_Problem description_:
Rewrite the listing below as a numbered list, one item per line and no blank lines. Leave out the pictures.

_Extracted information_:
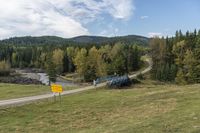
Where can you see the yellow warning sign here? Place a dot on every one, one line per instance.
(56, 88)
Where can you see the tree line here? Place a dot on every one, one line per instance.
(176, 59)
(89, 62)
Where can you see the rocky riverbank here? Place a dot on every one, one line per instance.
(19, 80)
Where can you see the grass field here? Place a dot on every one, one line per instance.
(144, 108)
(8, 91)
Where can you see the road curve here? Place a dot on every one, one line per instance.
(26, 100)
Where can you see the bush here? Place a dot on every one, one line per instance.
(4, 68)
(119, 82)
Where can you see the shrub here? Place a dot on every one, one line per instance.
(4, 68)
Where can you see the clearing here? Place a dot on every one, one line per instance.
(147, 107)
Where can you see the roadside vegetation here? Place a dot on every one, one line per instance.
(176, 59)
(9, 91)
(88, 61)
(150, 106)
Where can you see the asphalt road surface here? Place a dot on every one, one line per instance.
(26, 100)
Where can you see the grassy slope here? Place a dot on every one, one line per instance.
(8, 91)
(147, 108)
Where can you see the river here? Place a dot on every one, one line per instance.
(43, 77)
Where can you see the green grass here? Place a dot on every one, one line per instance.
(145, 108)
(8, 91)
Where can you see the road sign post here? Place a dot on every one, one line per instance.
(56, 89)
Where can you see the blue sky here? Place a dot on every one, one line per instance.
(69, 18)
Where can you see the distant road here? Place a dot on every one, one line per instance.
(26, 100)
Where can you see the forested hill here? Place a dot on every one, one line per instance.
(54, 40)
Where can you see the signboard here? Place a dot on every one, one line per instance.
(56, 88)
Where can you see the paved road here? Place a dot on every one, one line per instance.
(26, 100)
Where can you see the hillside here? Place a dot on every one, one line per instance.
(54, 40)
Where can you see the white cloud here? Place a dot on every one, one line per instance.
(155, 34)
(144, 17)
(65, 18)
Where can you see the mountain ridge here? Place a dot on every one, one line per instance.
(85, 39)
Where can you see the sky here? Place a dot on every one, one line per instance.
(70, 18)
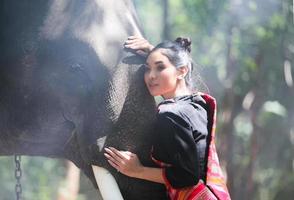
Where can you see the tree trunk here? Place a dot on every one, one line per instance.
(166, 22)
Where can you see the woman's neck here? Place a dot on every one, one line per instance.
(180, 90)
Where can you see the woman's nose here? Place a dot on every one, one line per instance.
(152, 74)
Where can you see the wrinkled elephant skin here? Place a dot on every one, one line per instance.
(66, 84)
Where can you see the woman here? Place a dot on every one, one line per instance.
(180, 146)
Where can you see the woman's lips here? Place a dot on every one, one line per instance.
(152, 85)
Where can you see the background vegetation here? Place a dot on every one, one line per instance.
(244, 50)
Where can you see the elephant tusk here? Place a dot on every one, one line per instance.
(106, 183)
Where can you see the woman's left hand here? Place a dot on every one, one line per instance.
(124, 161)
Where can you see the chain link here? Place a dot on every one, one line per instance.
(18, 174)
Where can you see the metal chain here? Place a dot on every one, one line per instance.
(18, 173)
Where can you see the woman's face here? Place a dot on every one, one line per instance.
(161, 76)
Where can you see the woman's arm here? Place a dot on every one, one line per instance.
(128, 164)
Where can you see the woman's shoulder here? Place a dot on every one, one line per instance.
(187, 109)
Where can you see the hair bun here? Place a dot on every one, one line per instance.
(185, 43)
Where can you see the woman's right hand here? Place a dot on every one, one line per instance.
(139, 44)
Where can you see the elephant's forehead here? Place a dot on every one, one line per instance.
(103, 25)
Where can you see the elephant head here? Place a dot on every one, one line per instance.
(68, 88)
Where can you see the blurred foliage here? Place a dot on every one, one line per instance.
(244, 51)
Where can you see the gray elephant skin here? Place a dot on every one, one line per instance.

_In response_:
1. Where can you see the yellow warning sign here? Place a dot on every one, one line per instance.
2. (56, 88)
3. Where can you see the tree line here? Place a dot on every one, one line per instance.
4. (176, 59)
5. (89, 62)
6. Where can you see the rocky riverbank here? Place a dot on every one, one line per instance.
7. (19, 80)
8. Where can you see the grass field here? Place a dot on every one, one line per instance.
9. (144, 108)
10. (8, 91)
11. Where can you see the road curve here? Place a dot on every one, one line per instance.
12. (26, 100)
13. Where can you see the bush here? Place a dot on every one, one line per instance.
14. (4, 68)
15. (119, 82)
16. Where can you see the shrub here? Place a dot on every one, one line per instance.
17. (4, 68)
18. Where can you see the clearing here? Place a dot on every one, one line per instance.
19. (147, 107)
20. Where can you see the roadside vegetation here? Place a dot on every one, one line per instance.
21. (176, 59)
22. (9, 91)
23. (88, 61)
24. (150, 106)
25. Where can you see the asphalt road surface here? Place a dot on every one, one line per instance.
26. (26, 100)
27. Where can you see the grassy slope here? Place a dot on every one, one line per instance.
28. (8, 91)
29. (147, 108)
30. Where can you see the river here? Place a dot on every one, one line per instance.
31. (43, 77)
32. Where can you see the green grass here? Place a dot on every one, one line per instance.
33. (145, 108)
34. (8, 91)
35. Where can you see the road sign post here? Place a dot on every one, one line per instance.
36. (56, 89)
37. Where can you see the blue sky here? Place a dot on every one, one line per instance.
38. (69, 18)
39. Where can you see the distant road here? Place a dot on every one, one line per instance.
40. (26, 100)
41. Where can you see the forested hill here? Place a dot on every one, one line per instance.
42. (54, 40)
43. Where can you see the signboard here? Place a dot on every one, one line per instance.
44. (56, 88)
45. Where can you see the paved road here? Place a dot on every one, one line per instance.
46. (26, 100)
47. Where can you see the hillside here? Place a dot on every one, one line per instance.
48. (54, 40)
49. Where can you see the white cloud here? Place a dot on every one, one line per instance.
50. (155, 34)
51. (144, 17)
52. (65, 18)
53. Where can you see the mountain ridge here? Place a dot on every one, one line per instance.
54. (85, 39)
55. Where can you see the sky here? Place a dot on every one, one line per instance.
56. (70, 18)
57. Where can you see the tree trunk here? Place a dot on every one, one line per instance.
58. (166, 22)
59. Where can you see the woman's neck here? Place a dot on every one, one line per instance.
60. (180, 90)
61. Where can you see the woman's nose here? Place a dot on every one, one line per instance.
62. (152, 74)
63. Where can you see the wrinkled elephant skin here? Place a dot on every one, one line per instance.
64. (66, 84)
65. Where can you see the woman here? Place a dot on every one, one line per instance.
66. (180, 146)
67. Where can you see the woman's lips here? Place a dot on every one, one line per instance.
68. (152, 85)
69. Where can you see the background vegetation here? Place a dot on every one, one line per instance.
70. (244, 50)
71. Where can you see the elephant tusk here? Place a dot on every one, one line per instance.
72. (106, 183)
73. Where can you see the woman's left hand here? Place a dot on every one, one line per instance.
74. (124, 161)
75. Where can you see the chain link here? Place a dot on every one, one line per instance.
76. (18, 174)
77. Where can you see the metal chain here? Place a dot on every one, one line per instance.
78. (18, 173)
79. Where can you see the woman's face here? Place a dot on every one, one line per instance.
80. (161, 76)
81. Where can you see the woman's arm here? Place a dot on every one, one line per instance.
82. (128, 164)
83. Where can you see the woman's shoulder here? Place a dot on every one, one line per instance.
84. (187, 109)
85. Where can you see the hair bun here? Place a dot on every one, one line per instance.
86. (185, 43)
87. Where can you see the woman's right hand here? Place a dot on every one, one line per instance.
88. (139, 44)
89. Where can you see the elephant's forehead here? Place a dot on every one, one line per instance.
90. (103, 25)
91. Where can you see the elephant head here? Place a dot on every one, one line per instance.
92. (68, 88)
93. Where can you see the blurred foliage here? Place a dot on every one, one line per instance.
94. (244, 51)
95. Where can you see the gray elephant skin here? Place a dot on every one, one line per instance.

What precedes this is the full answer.